Start TEXT EXCERPT

Wednesday, November 17, 2010

The affiliation between the Gulen Movement and a large network of U.S. charter schools is now official


New mainstream sources confirm the connection between members of the Gulen Movement and a large network of U.S. charter schools (122+). The association is undeniable. At long last, the American public is gaining knowledge about the Gulen Movement's activities in the U.S. and an honest public conversation about this unusual situation can commence. Since there is no official singular Gulen Movement organization in the U.S. which provides the public with a comprehensive list of the schools operated by its members, a listing of the probable affected charter schools is presented HERE. Learn how the schools serve the movement HERE.  

1. Upcoming Rice University event: "Transnational Religious Nationalism in the New Turkey: The Case of Fethullah Gulen," a presentation by Dr. Joshua Hendrick with a response by Y. [Yuksel] Alp Aslandogan, will take place at the Baker Institute on December 9, 2010.

End TEXT EXCERPT
Start RECORDS PROVIDED

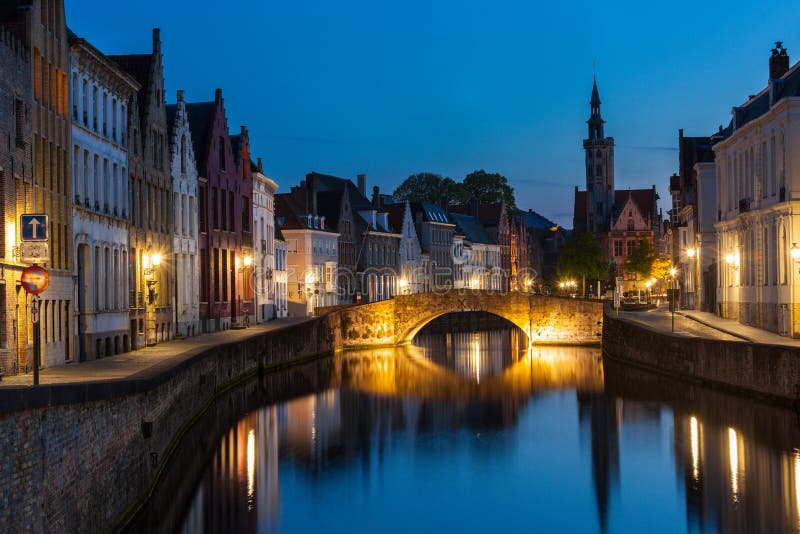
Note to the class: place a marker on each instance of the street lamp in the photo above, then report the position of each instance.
(154, 260)
(672, 272)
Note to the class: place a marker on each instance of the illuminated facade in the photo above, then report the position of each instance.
(150, 236)
(263, 280)
(100, 95)
(185, 260)
(225, 216)
(16, 178)
(40, 26)
(758, 186)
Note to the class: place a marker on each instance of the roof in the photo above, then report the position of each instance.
(757, 105)
(535, 220)
(201, 117)
(138, 66)
(472, 229)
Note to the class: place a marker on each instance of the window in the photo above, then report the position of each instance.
(19, 113)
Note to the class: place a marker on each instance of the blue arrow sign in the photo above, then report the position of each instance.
(33, 227)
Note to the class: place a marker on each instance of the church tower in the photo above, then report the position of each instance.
(599, 169)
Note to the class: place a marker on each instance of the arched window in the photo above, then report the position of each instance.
(183, 154)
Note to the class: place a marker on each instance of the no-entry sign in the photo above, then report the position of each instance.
(34, 279)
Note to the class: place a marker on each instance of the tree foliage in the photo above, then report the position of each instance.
(479, 185)
(488, 187)
(642, 260)
(427, 187)
(583, 257)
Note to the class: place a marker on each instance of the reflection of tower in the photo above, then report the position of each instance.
(599, 412)
(267, 488)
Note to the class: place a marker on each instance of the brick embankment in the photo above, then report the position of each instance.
(76, 455)
(725, 362)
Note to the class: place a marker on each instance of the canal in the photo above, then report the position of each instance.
(470, 429)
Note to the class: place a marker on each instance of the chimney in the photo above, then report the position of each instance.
(362, 184)
(473, 207)
(376, 197)
(311, 193)
(778, 61)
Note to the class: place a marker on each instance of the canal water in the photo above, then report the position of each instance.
(471, 430)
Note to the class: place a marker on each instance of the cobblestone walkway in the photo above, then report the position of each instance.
(147, 361)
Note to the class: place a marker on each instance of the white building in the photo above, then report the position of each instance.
(100, 209)
(279, 276)
(412, 274)
(311, 256)
(264, 243)
(758, 196)
(185, 259)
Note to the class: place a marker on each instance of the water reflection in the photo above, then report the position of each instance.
(394, 442)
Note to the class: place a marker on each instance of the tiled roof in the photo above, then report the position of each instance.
(201, 117)
(138, 66)
(471, 228)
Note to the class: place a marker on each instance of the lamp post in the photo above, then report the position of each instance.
(154, 260)
(672, 272)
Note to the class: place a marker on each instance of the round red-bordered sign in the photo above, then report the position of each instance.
(34, 279)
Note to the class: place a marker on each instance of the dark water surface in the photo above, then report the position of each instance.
(473, 431)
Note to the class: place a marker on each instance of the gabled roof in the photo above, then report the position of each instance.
(201, 117)
(138, 66)
(471, 228)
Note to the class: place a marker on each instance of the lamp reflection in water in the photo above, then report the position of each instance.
(251, 469)
(733, 450)
(695, 448)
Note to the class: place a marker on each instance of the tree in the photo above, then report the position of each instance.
(427, 187)
(583, 257)
(642, 260)
(488, 187)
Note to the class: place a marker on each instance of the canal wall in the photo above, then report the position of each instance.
(767, 371)
(81, 458)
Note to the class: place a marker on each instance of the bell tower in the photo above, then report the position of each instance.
(599, 169)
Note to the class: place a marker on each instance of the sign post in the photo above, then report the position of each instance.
(34, 280)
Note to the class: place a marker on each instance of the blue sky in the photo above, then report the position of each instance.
(394, 88)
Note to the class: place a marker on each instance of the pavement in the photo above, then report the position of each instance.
(692, 323)
(146, 361)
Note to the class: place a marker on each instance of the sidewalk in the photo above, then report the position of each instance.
(692, 323)
(144, 362)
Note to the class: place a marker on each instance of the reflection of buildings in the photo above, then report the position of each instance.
(599, 412)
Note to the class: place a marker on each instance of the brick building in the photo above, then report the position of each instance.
(225, 215)
(40, 26)
(150, 235)
(16, 176)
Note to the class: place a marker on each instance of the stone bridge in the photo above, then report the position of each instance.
(548, 320)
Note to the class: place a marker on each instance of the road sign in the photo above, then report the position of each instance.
(34, 279)
(33, 227)
(34, 252)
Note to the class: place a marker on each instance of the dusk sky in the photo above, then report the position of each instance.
(391, 89)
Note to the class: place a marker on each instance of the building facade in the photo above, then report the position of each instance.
(185, 258)
(150, 235)
(757, 190)
(225, 217)
(16, 179)
(264, 280)
(101, 91)
(311, 258)
(40, 26)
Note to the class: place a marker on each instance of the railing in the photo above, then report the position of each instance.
(744, 205)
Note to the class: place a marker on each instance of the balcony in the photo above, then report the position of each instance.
(744, 205)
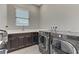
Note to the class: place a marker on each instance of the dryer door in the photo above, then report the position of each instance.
(63, 47)
(43, 43)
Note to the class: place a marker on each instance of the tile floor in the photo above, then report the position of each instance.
(29, 50)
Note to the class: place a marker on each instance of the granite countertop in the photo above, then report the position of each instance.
(24, 31)
(21, 31)
(45, 30)
(64, 32)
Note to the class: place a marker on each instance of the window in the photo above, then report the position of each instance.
(22, 17)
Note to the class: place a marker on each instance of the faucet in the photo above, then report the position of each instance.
(54, 29)
(22, 28)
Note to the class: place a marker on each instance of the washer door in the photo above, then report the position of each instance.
(63, 47)
(43, 42)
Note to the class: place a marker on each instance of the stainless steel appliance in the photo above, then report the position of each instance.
(3, 41)
(60, 44)
(44, 42)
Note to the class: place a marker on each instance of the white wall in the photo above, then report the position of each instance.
(66, 17)
(3, 16)
(34, 16)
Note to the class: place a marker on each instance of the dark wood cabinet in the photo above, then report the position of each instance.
(20, 40)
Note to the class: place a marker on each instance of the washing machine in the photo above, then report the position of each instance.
(62, 44)
(44, 38)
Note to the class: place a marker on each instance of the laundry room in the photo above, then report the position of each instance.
(39, 29)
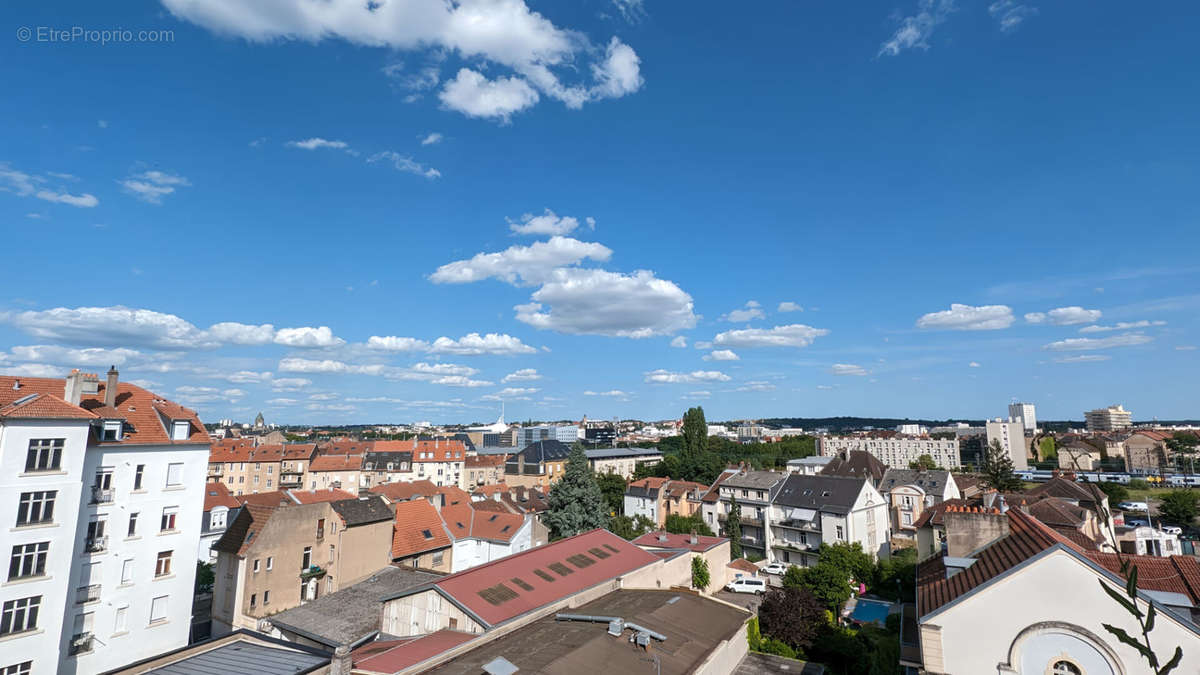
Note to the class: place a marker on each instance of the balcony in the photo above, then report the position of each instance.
(85, 595)
(81, 643)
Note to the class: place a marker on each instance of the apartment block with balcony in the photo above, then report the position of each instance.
(279, 556)
(102, 488)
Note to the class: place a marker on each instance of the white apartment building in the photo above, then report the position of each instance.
(1011, 436)
(895, 452)
(101, 499)
(1025, 414)
(1111, 418)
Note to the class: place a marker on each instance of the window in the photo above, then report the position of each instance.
(45, 454)
(159, 610)
(168, 519)
(36, 507)
(28, 560)
(174, 473)
(162, 566)
(19, 615)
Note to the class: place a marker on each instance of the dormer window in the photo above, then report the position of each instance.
(112, 430)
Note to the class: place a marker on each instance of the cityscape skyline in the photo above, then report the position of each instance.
(335, 227)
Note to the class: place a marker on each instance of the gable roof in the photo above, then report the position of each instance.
(547, 574)
(418, 529)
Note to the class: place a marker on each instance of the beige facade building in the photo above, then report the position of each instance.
(275, 557)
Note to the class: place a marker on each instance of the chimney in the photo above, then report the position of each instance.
(970, 529)
(73, 387)
(111, 388)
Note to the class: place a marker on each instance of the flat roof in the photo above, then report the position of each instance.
(694, 626)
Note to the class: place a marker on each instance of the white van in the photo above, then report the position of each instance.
(747, 585)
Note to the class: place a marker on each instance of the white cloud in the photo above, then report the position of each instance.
(1063, 316)
(917, 29)
(317, 144)
(1011, 13)
(1087, 344)
(847, 369)
(792, 335)
(546, 223)
(756, 386)
(461, 381)
(307, 336)
(1122, 326)
(31, 185)
(473, 95)
(749, 312)
(661, 376)
(406, 165)
(1084, 358)
(966, 317)
(394, 344)
(594, 302)
(477, 344)
(151, 186)
(523, 375)
(522, 264)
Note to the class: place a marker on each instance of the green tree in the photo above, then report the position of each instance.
(997, 470)
(678, 524)
(612, 487)
(1179, 507)
(924, 463)
(575, 503)
(733, 529)
(700, 577)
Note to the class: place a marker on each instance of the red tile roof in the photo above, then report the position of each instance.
(414, 519)
(147, 416)
(669, 541)
(335, 463)
(402, 491)
(574, 565)
(216, 494)
(393, 656)
(317, 496)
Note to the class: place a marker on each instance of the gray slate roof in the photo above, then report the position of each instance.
(363, 511)
(933, 482)
(832, 494)
(245, 657)
(345, 616)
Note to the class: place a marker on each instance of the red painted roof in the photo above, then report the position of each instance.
(669, 541)
(393, 656)
(413, 520)
(618, 557)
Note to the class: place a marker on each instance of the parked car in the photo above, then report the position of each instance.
(748, 585)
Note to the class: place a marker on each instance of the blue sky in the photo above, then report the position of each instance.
(911, 208)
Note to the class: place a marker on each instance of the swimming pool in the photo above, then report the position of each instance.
(867, 611)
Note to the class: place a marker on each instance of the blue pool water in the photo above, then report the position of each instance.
(870, 610)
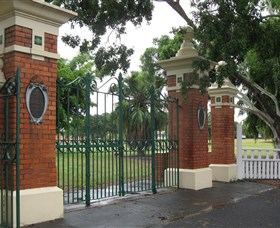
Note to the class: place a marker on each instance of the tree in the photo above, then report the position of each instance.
(246, 36)
(100, 17)
(71, 91)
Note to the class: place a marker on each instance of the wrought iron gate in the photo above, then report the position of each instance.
(103, 150)
(10, 151)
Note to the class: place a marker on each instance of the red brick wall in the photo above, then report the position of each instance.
(193, 145)
(37, 147)
(223, 133)
(18, 35)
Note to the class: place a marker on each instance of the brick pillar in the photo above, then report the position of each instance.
(193, 134)
(29, 40)
(222, 137)
(37, 150)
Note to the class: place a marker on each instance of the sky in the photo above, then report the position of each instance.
(164, 18)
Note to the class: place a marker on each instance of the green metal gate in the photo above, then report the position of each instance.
(102, 151)
(9, 152)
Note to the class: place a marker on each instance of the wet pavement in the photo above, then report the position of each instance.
(239, 204)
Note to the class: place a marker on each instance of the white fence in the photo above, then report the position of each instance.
(256, 163)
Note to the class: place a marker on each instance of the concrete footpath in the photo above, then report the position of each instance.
(240, 204)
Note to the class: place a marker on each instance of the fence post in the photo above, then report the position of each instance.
(240, 166)
(121, 168)
(88, 85)
(18, 148)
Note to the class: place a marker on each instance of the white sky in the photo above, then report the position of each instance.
(164, 18)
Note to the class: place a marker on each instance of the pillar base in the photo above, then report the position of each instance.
(224, 173)
(40, 205)
(195, 179)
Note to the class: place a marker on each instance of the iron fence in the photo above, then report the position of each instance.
(10, 152)
(103, 150)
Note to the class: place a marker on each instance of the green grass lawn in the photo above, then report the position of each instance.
(259, 143)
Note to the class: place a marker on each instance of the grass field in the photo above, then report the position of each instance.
(259, 143)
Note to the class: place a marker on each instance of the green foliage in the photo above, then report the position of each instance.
(71, 90)
(101, 16)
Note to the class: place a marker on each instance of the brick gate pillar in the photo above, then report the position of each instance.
(222, 115)
(28, 39)
(194, 172)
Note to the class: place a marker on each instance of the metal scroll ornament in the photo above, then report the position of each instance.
(201, 117)
(36, 100)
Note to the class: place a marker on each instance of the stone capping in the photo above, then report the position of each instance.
(36, 8)
(2, 77)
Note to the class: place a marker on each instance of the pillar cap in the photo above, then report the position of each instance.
(226, 89)
(36, 8)
(185, 56)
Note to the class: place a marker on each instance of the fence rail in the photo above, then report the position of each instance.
(256, 163)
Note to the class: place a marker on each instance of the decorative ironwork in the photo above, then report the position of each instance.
(9, 153)
(201, 117)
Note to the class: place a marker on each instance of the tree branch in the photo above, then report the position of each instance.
(175, 4)
(257, 93)
(253, 109)
(271, 96)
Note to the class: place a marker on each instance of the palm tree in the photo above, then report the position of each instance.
(137, 110)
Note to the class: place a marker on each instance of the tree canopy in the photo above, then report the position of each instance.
(243, 34)
(100, 17)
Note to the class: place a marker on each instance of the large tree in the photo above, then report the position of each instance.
(245, 36)
(103, 17)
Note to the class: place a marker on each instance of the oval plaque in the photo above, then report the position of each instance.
(201, 117)
(36, 102)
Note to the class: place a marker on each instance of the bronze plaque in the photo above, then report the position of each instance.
(37, 102)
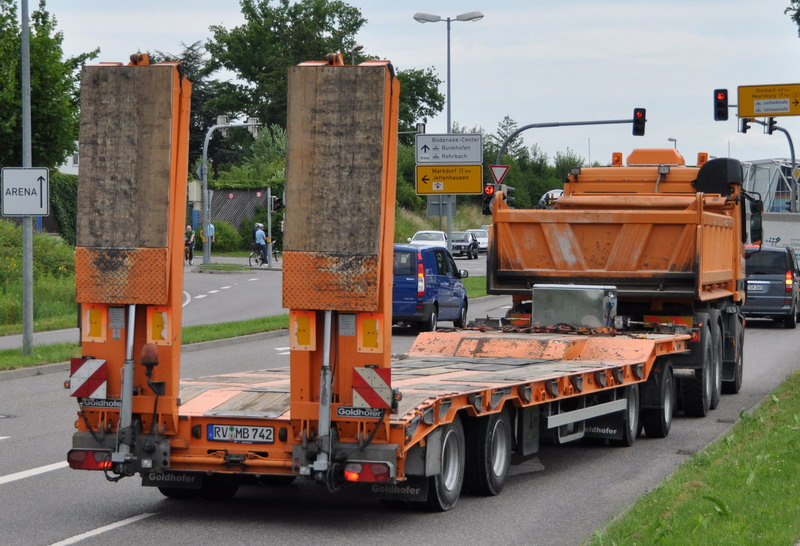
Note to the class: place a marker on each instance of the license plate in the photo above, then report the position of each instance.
(240, 434)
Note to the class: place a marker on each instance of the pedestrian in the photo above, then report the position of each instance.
(261, 241)
(211, 236)
(188, 243)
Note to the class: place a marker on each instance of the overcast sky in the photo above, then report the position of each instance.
(536, 61)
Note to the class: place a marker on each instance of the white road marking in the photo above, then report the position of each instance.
(32, 472)
(103, 529)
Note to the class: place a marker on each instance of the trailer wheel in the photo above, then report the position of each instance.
(631, 421)
(657, 421)
(696, 391)
(733, 386)
(489, 441)
(716, 385)
(445, 488)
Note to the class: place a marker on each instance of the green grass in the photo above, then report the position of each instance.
(742, 489)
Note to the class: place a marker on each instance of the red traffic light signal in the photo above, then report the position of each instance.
(720, 104)
(639, 119)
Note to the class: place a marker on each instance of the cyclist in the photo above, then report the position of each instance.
(261, 241)
(188, 242)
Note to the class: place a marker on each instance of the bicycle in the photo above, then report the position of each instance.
(256, 258)
(188, 253)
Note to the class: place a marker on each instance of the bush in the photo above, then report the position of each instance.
(227, 238)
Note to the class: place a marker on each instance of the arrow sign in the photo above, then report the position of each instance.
(499, 172)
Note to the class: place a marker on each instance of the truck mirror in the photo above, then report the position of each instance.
(756, 230)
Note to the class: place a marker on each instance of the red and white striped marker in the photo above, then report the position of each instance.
(88, 378)
(372, 388)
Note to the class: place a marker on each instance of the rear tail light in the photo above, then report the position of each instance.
(420, 276)
(367, 472)
(89, 459)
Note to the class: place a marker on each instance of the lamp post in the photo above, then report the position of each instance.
(430, 18)
(252, 125)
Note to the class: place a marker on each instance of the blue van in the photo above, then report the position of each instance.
(427, 287)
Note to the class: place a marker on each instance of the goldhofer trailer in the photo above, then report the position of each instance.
(456, 410)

End RECORDS PROVIDED

# TASK REQUIREMENTS:
From the text on the Gulen Movement and U.S. charter schools, extract the passage from "New mainstream sources" to "the movement HERE.". Work from the text alone.

# THE RESPONSE:
New mainstream sources confirm the connection between members of the Gulen Movement and a large network of U.S. charter schools (122+). The association is undeniable. At long last, the American public is gaining knowledge about the Gulen Movement's activities in the U.S. and an honest public conversation about this unusual situation can commence. Since there is no official singular Gulen Movement organization in the U.S. which provides the public with a comprehensive list of the schools operated by its members, a listing of the probable affected charter schools is presented HERE. Learn how the schools serve the movement HERE.